[SUPPLIED INFORMATION]

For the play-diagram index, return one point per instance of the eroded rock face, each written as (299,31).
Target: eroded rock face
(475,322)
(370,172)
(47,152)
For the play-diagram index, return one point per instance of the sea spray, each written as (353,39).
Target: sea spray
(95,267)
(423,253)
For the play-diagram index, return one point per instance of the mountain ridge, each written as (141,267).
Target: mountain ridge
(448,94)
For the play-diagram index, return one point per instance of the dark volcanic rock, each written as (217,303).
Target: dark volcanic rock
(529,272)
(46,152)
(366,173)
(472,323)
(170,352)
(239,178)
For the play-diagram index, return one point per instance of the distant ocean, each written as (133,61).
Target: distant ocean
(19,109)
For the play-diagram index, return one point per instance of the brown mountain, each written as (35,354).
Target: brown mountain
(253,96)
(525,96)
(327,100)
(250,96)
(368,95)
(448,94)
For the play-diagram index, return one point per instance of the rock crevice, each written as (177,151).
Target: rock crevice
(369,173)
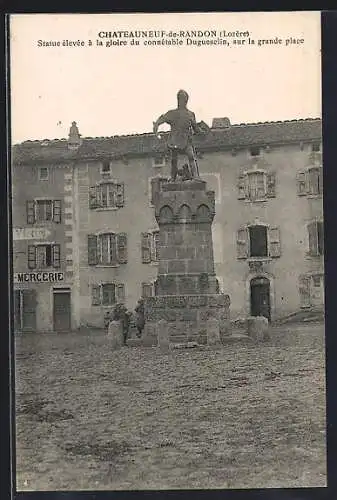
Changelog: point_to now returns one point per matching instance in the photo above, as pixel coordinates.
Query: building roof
(232, 137)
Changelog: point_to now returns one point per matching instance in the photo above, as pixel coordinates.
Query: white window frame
(36, 201)
(252, 157)
(204, 175)
(258, 258)
(43, 178)
(150, 186)
(105, 172)
(159, 165)
(99, 196)
(100, 250)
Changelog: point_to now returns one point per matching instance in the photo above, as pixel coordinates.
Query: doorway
(25, 310)
(62, 310)
(260, 297)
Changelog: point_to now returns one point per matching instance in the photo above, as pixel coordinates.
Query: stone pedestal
(187, 291)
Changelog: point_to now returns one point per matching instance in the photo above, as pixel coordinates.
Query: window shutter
(313, 238)
(147, 290)
(30, 208)
(57, 211)
(155, 187)
(274, 242)
(92, 249)
(241, 186)
(120, 293)
(95, 295)
(320, 180)
(120, 195)
(56, 255)
(271, 185)
(93, 197)
(301, 183)
(304, 290)
(242, 243)
(31, 257)
(146, 248)
(122, 253)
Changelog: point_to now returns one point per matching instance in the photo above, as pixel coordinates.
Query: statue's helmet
(182, 96)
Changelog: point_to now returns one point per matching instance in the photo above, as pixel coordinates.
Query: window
(108, 249)
(43, 173)
(311, 290)
(255, 151)
(43, 211)
(107, 294)
(256, 185)
(156, 185)
(106, 195)
(147, 290)
(150, 247)
(43, 256)
(316, 238)
(258, 241)
(159, 161)
(105, 167)
(316, 147)
(310, 181)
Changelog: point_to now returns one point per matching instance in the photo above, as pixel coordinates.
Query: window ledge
(314, 196)
(259, 259)
(107, 265)
(105, 209)
(247, 200)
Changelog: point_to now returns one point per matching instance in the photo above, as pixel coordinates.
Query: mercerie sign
(40, 277)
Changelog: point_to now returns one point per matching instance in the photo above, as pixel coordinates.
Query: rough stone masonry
(187, 291)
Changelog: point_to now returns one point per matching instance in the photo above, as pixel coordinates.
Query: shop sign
(30, 233)
(39, 277)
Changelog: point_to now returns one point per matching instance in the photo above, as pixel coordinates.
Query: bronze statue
(183, 125)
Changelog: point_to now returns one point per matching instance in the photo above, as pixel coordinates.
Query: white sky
(122, 90)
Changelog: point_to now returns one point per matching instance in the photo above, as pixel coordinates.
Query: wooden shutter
(93, 197)
(313, 238)
(31, 257)
(271, 185)
(155, 187)
(120, 195)
(30, 209)
(274, 242)
(241, 187)
(92, 250)
(320, 180)
(122, 251)
(147, 290)
(242, 243)
(304, 290)
(120, 293)
(146, 248)
(56, 254)
(57, 211)
(301, 180)
(95, 295)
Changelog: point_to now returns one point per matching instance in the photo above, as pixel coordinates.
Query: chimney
(74, 138)
(221, 123)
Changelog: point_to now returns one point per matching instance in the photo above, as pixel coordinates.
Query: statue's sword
(194, 154)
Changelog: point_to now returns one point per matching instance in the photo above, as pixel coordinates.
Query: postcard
(168, 251)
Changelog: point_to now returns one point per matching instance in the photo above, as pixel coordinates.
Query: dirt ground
(89, 418)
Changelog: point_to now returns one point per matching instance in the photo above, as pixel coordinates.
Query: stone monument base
(186, 316)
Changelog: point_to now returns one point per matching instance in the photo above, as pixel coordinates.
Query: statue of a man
(183, 125)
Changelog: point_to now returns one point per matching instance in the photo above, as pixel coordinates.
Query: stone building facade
(84, 209)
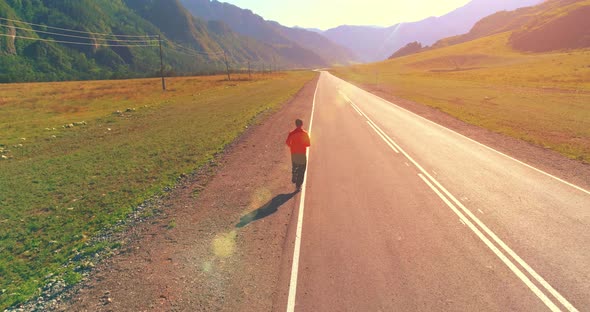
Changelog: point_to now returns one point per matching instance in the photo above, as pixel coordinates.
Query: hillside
(375, 44)
(541, 98)
(249, 24)
(552, 25)
(89, 48)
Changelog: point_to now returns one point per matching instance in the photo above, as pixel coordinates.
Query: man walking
(298, 142)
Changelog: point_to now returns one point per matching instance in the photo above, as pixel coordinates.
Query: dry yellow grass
(541, 98)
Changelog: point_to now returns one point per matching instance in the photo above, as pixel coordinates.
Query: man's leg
(300, 174)
(294, 173)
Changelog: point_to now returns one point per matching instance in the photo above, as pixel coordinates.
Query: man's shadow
(266, 210)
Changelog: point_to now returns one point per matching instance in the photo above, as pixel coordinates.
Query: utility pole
(162, 64)
(226, 65)
(249, 70)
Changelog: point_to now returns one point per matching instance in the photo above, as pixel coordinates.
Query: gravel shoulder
(224, 243)
(219, 246)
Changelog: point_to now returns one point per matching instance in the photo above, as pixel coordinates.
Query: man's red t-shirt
(298, 141)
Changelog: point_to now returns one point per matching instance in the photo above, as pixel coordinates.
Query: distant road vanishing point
(401, 214)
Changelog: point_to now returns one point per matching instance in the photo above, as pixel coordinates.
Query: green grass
(57, 192)
(540, 98)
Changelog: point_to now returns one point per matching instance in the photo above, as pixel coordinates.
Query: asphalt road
(401, 214)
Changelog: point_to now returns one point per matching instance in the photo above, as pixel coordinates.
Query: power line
(195, 51)
(78, 31)
(73, 36)
(79, 43)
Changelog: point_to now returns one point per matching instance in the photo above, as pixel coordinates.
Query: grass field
(540, 98)
(60, 185)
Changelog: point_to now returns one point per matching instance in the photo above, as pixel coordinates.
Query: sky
(325, 14)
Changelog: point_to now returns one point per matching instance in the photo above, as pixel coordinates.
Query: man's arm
(288, 141)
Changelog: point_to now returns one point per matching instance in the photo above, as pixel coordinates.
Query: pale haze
(326, 14)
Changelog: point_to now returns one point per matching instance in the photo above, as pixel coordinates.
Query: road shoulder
(544, 159)
(219, 247)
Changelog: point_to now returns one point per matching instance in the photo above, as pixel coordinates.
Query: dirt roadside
(204, 255)
(572, 171)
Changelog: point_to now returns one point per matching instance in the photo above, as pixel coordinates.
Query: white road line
(472, 140)
(384, 139)
(503, 245)
(491, 246)
(297, 249)
(356, 109)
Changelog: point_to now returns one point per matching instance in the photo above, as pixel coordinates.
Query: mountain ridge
(375, 44)
(248, 23)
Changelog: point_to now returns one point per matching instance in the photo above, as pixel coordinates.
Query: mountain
(375, 44)
(549, 26)
(45, 40)
(249, 24)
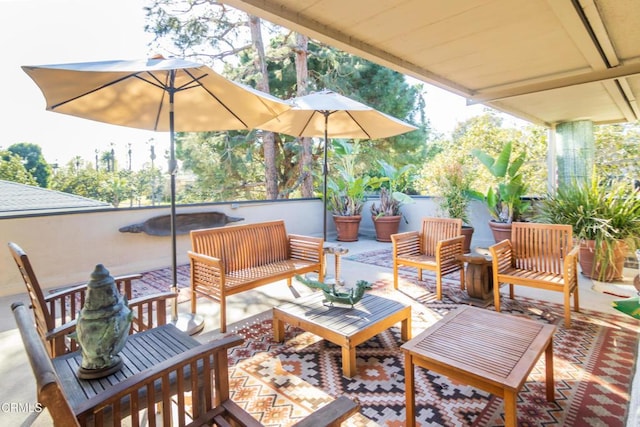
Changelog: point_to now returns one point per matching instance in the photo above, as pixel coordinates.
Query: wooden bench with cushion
(434, 248)
(167, 383)
(229, 260)
(540, 256)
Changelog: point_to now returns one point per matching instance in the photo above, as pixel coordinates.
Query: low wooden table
(341, 324)
(143, 350)
(478, 279)
(491, 351)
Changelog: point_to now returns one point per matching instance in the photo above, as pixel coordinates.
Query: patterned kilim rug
(594, 363)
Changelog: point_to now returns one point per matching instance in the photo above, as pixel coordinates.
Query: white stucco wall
(64, 249)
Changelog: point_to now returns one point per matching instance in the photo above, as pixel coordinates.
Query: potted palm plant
(504, 198)
(346, 193)
(454, 187)
(605, 219)
(387, 214)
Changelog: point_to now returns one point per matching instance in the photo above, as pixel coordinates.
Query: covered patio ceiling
(545, 61)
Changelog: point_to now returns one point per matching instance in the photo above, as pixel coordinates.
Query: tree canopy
(34, 161)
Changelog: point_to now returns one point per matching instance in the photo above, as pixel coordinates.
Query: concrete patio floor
(20, 386)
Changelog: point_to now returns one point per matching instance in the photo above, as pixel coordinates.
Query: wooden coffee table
(482, 348)
(341, 324)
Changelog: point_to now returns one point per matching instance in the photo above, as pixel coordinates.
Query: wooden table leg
(278, 330)
(349, 361)
(510, 409)
(410, 391)
(405, 329)
(548, 361)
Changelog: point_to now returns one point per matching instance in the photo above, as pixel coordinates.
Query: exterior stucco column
(575, 151)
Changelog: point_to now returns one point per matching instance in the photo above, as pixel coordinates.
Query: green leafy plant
(454, 186)
(504, 200)
(346, 193)
(391, 198)
(604, 213)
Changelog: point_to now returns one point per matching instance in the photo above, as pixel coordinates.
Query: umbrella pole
(190, 323)
(325, 172)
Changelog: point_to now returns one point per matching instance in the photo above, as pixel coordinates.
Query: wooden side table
(478, 278)
(482, 348)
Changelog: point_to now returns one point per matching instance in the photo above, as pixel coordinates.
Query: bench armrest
(150, 311)
(501, 256)
(570, 269)
(306, 247)
(447, 252)
(204, 270)
(407, 243)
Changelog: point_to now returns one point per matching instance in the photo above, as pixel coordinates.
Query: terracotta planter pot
(501, 230)
(467, 232)
(347, 227)
(592, 269)
(386, 226)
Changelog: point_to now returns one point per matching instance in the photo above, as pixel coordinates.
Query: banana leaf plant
(504, 199)
(391, 199)
(346, 192)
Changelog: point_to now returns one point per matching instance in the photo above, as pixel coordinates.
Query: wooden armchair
(167, 383)
(55, 313)
(541, 256)
(434, 248)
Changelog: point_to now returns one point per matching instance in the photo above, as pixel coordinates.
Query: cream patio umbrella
(330, 115)
(168, 95)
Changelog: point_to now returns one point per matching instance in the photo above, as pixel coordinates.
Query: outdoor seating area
(301, 362)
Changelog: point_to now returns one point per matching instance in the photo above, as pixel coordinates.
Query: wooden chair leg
(395, 275)
(496, 295)
(438, 286)
(223, 314)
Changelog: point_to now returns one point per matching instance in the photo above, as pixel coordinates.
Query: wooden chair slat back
(437, 229)
(541, 247)
(243, 246)
(48, 388)
(44, 320)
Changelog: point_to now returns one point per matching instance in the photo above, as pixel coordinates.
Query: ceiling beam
(584, 78)
(301, 23)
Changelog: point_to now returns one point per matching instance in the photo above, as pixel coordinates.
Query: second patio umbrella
(157, 94)
(330, 115)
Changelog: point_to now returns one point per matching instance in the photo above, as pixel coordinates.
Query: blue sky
(38, 32)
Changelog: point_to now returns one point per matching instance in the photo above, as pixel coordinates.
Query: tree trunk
(302, 82)
(268, 140)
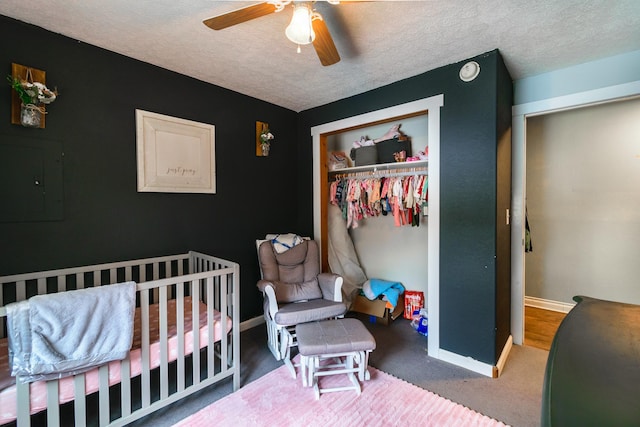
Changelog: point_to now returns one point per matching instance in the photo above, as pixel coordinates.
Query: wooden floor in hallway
(540, 326)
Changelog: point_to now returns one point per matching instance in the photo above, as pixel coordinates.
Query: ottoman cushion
(333, 336)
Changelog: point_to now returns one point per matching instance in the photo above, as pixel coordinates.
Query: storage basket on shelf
(388, 147)
(364, 156)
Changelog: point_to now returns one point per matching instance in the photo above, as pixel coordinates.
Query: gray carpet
(514, 398)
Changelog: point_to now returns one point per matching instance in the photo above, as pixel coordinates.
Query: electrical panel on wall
(31, 180)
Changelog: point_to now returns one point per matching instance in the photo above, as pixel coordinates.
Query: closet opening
(406, 254)
(522, 128)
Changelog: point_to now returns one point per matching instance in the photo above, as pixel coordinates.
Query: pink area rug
(276, 399)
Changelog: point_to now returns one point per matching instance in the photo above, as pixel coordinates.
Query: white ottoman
(347, 342)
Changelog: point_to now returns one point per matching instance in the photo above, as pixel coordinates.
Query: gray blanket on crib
(57, 335)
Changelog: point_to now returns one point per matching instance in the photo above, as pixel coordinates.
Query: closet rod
(380, 173)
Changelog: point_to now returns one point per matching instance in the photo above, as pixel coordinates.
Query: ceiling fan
(307, 25)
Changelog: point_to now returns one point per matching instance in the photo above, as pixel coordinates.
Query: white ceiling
(380, 42)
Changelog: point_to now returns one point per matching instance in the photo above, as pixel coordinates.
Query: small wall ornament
(29, 97)
(263, 139)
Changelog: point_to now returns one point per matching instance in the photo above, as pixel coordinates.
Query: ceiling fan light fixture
(300, 30)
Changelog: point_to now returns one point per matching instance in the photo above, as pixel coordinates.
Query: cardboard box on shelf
(378, 309)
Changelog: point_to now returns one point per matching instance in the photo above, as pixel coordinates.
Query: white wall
(583, 201)
(386, 251)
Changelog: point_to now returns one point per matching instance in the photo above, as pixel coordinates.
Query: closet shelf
(386, 169)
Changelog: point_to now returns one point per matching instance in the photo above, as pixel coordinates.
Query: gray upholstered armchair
(295, 291)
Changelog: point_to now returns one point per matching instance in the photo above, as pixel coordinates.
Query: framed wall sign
(174, 155)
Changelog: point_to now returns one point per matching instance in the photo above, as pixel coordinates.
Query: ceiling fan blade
(239, 16)
(323, 44)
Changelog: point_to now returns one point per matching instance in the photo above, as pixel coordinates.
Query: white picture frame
(174, 155)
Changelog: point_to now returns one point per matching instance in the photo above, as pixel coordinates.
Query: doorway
(521, 115)
(430, 106)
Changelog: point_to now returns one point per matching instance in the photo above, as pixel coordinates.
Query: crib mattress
(8, 406)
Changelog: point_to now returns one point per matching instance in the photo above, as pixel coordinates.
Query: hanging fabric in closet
(342, 256)
(404, 197)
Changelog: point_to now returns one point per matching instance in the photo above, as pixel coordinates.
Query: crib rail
(188, 361)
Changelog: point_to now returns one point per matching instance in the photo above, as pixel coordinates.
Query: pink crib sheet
(8, 406)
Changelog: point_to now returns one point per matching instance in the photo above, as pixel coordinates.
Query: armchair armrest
(269, 293)
(331, 286)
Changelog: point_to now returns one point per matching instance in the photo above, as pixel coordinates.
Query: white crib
(170, 361)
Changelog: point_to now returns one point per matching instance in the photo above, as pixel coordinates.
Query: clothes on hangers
(404, 197)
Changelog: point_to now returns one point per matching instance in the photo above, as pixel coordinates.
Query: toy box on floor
(377, 309)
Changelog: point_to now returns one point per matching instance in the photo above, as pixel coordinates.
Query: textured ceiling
(380, 42)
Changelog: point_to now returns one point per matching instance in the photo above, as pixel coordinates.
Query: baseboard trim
(251, 323)
(467, 363)
(562, 307)
(506, 350)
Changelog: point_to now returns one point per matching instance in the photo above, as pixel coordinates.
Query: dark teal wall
(469, 133)
(105, 218)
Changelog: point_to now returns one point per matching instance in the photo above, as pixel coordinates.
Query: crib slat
(223, 286)
(164, 356)
(146, 377)
(80, 405)
(211, 366)
(22, 396)
(195, 311)
(53, 409)
(103, 394)
(180, 332)
(62, 283)
(80, 281)
(125, 387)
(113, 276)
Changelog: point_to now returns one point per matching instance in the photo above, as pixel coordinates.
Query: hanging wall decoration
(29, 97)
(264, 137)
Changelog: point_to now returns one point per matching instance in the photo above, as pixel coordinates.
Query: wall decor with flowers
(264, 137)
(29, 96)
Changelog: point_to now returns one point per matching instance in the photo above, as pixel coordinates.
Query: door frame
(520, 113)
(430, 106)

[/SUPPLIED INFORMATION]

[WORK INSTRUCTION]
Set aside each line above that includes the string "written" and report it.

[EXERCISE OUTPUT]
For the play-diagram index, return one point per instance of the eroded rock face, each written as (299,31).
For the play-diagram index, return one point per instance of the sea spray, each written as (353,39).
For the play-diagram index, return one point per instance of the mountain ridge, each written as (141,267).
For the play-diagram index, return one point per instance of the dark volcanic rock, each written as (217,303).
For the play-diagram index, return one point per instance of the distant ocean, each written as (133,61).
For the play-diagram index, return one point per instance of the brown mountain, each written as (35,354).
For the play-diagram index, return one point per instance of the rock crevice, each written as (177,151).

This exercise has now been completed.